→ Exercise brief: Take the records below and set them down exactly, so that every line matches the original.
[The data]
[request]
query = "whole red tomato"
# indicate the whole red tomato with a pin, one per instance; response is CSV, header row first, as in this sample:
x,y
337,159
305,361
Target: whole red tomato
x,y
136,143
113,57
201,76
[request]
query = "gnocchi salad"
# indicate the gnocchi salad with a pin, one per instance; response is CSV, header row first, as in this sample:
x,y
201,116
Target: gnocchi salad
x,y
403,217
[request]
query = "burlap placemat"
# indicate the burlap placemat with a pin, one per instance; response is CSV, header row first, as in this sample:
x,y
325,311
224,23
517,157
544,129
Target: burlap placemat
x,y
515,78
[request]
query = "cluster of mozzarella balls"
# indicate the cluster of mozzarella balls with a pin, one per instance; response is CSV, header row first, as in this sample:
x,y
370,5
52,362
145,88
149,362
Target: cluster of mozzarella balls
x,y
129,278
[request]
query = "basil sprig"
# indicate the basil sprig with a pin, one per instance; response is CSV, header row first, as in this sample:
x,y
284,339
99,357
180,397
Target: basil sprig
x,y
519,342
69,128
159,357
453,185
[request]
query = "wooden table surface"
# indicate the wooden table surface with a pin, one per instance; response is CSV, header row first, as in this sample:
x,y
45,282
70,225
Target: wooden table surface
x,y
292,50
[/The data]
→ Written response:
[request]
query = "whole red tomato"
# indicate the whole red tomato with a pin, one per instance; response is CSV, header row first, as in this sample:
x,y
337,159
305,361
Target: whole red tomato
x,y
136,143
113,57
201,76
[request]
query = "gnocchi salad"
# indicate the gnocchi salad with a pin, one per instance; response is CSV, header row first, as in this sample:
x,y
201,116
Target: gnocchi salad
x,y
403,217
[request]
query = "burlap placemat"
# indicate the burlap placemat with a pin, one per instance; response is CSV, header row first, as in this sample:
x,y
325,311
224,23
517,157
544,129
Target: burlap placemat
x,y
515,78
[request]
query = "cluster of mozzarella balls"
# indicate the cluster of mozzarella balls with a pin, one per instance; response is CSV, header row first, as in this sample:
x,y
370,5
52,362
145,88
149,362
Target: cluster of mozzarella balls
x,y
129,278
[request]
query = "basil sprig"
# indicate the basil sprig with a pin, one per instance; response is CSV, header row first, as in this sample:
x,y
284,339
99,357
180,397
Target: basil sprig
x,y
519,342
69,128
159,357
453,185
[request]
query = "wooden table surface"
# indicate the wooden table surface with a pin, one per instance; response is CSV, header row first, as in this sample:
x,y
45,282
70,225
Target: wooden table surface
x,y
292,50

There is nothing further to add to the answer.